Whenever a line in this data holds the word "below", report that line in full.

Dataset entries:
**********
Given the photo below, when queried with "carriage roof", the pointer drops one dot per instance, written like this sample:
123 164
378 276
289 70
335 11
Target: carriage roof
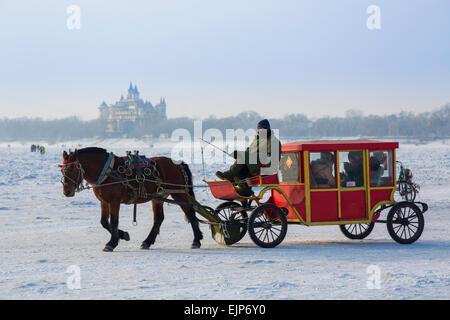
327 145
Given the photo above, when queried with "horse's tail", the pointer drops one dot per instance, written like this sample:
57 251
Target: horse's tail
189 182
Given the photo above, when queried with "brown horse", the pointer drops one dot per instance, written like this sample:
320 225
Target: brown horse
88 164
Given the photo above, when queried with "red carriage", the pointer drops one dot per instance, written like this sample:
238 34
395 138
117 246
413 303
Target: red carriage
346 183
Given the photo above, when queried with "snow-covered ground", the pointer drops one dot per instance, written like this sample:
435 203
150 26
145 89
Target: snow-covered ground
47 238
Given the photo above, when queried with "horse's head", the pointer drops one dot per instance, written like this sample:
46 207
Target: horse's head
72 173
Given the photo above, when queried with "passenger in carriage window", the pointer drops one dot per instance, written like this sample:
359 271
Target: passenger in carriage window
322 170
353 176
376 168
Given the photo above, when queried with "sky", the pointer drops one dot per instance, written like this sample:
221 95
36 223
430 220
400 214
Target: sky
216 57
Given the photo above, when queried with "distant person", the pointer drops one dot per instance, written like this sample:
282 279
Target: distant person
248 163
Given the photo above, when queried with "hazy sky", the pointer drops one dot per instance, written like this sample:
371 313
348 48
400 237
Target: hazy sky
223 57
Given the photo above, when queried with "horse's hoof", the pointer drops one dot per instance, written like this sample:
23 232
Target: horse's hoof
108 249
195 246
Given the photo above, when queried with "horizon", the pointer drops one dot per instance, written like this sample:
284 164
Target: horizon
219 59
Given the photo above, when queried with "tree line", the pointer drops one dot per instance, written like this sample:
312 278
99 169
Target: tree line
433 124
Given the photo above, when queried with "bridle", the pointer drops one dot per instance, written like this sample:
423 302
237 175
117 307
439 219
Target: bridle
76 164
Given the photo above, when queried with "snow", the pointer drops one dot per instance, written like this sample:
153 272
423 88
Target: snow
45 234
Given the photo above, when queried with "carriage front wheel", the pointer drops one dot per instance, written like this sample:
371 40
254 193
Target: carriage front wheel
405 222
267 226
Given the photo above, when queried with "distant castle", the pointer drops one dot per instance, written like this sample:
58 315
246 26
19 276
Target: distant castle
125 113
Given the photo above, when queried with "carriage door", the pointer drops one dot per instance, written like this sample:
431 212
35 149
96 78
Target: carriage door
324 201
352 185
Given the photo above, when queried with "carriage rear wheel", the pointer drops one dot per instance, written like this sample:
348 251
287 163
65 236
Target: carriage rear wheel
357 231
405 222
267 226
227 212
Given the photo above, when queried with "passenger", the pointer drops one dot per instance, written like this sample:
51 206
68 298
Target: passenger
376 168
328 157
322 174
354 172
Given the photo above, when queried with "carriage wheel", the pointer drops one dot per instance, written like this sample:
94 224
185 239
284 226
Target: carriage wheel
267 226
226 213
405 222
357 231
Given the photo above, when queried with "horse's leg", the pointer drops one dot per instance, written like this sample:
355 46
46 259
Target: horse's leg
114 208
158 218
105 222
192 219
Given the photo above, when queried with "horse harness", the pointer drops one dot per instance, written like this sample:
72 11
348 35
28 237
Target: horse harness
135 168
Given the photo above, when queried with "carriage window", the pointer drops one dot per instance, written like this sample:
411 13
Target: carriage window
322 169
351 169
381 168
289 170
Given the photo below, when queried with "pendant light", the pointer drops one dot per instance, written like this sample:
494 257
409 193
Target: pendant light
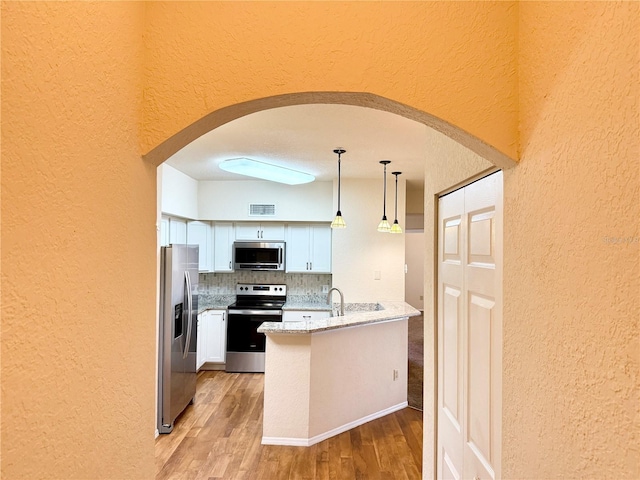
396 228
338 222
384 226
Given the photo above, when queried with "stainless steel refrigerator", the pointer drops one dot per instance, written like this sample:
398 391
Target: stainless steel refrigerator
177 332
**********
● **EXPECTED OUTPUT**
Given the photo below, when queried with "carriage roof", the pointer drops one dot per instance, written like this sample:
Given the photo below, when queried with "pendant light", the pointer drops one dot per instance, written like this sample:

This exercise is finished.